▸ Extracted entries:

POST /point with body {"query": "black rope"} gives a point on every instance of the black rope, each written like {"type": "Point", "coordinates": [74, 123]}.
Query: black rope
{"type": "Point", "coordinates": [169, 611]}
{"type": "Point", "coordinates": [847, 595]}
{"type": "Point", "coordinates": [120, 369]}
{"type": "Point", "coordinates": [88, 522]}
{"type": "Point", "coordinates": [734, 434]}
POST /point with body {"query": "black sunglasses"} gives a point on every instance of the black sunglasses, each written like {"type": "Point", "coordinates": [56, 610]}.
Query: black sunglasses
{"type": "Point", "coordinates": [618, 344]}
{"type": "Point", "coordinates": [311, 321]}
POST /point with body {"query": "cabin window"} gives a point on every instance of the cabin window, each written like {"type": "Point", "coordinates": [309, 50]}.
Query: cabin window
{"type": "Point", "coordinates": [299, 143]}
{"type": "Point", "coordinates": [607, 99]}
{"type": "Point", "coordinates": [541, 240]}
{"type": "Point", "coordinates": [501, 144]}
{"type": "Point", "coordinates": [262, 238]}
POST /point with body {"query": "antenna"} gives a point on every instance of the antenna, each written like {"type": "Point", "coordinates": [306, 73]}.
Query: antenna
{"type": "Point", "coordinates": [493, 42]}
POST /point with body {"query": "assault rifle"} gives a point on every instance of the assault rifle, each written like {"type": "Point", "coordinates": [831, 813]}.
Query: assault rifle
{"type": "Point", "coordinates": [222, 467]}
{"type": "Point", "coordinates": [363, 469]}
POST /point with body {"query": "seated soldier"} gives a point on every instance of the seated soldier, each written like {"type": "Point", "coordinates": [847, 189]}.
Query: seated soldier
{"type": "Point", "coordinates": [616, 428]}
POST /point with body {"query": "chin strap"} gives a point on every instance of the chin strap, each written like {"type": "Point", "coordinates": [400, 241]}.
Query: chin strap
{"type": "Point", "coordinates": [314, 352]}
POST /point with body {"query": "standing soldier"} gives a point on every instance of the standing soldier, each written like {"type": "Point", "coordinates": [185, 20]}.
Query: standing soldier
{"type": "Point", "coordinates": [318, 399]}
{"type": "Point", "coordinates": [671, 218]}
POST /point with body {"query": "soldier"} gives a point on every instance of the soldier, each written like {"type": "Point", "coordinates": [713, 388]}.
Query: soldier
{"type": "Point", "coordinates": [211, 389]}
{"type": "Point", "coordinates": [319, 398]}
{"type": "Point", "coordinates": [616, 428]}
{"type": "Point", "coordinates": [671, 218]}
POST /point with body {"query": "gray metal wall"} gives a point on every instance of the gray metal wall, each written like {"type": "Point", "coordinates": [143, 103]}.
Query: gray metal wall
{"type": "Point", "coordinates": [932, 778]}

▸ Given exercise:
Copy every line of the rows above, without any changes and in their original order.

▸ Solution to this problem:
POST /point with body {"query": "black rope"} gives a point on every instance of the black rope, each written like {"type": "Point", "coordinates": [74, 123]}.
Query: black rope
{"type": "Point", "coordinates": [169, 611]}
{"type": "Point", "coordinates": [847, 595]}
{"type": "Point", "coordinates": [120, 369]}
{"type": "Point", "coordinates": [88, 522]}
{"type": "Point", "coordinates": [734, 434]}
POST /point with body {"query": "black sunglasses"} gives a point on every instance of the black sunglasses, each written like {"type": "Point", "coordinates": [56, 610]}.
Query: black sunglasses
{"type": "Point", "coordinates": [618, 344]}
{"type": "Point", "coordinates": [311, 321]}
POST /point with body {"query": "cabin window"} gives a point on every instance of the cabin window, each written like {"type": "Point", "coordinates": [309, 50]}.
Query: cabin window
{"type": "Point", "coordinates": [299, 143]}
{"type": "Point", "coordinates": [607, 99]}
{"type": "Point", "coordinates": [541, 240]}
{"type": "Point", "coordinates": [501, 144]}
{"type": "Point", "coordinates": [262, 238]}
POST /point with body {"query": "antenna"} gives a point on every instance of the antenna, each written like {"type": "Point", "coordinates": [306, 73]}.
Query: antenna
{"type": "Point", "coordinates": [493, 42]}
POST /point with body {"query": "assault rifle"} gives a point on every instance of the assault rifle, each written like {"type": "Point", "coordinates": [831, 813]}.
Query: assault rifle
{"type": "Point", "coordinates": [222, 467]}
{"type": "Point", "coordinates": [363, 469]}
POST /point with body {"query": "seated soldier"} gives a point on every instance of the seated soldier, each written like {"type": "Point", "coordinates": [847, 189]}.
Query: seated soldier
{"type": "Point", "coordinates": [616, 428]}
POST /point with body {"query": "chin strap"} gives a point on every instance of the chin strap, each written like {"type": "Point", "coordinates": [400, 241]}.
Query: chin strap
{"type": "Point", "coordinates": [314, 352]}
POST /point with body {"query": "standing soldier"} gives a point on every instance of the standing soldier, each written like {"type": "Point", "coordinates": [185, 20]}.
Query: standing soldier
{"type": "Point", "coordinates": [318, 399]}
{"type": "Point", "coordinates": [671, 218]}
POST /point with body {"query": "soldier"} gives a point on every instance of the soldier, each written like {"type": "Point", "coordinates": [713, 388]}.
Query: soldier
{"type": "Point", "coordinates": [211, 389]}
{"type": "Point", "coordinates": [319, 398]}
{"type": "Point", "coordinates": [616, 428]}
{"type": "Point", "coordinates": [671, 218]}
POST /point with body {"query": "gray metal wall"} gives a point on every instance of the gray metal wall, each written like {"type": "Point", "coordinates": [143, 103]}.
Query: gray metal wall
{"type": "Point", "coordinates": [932, 778]}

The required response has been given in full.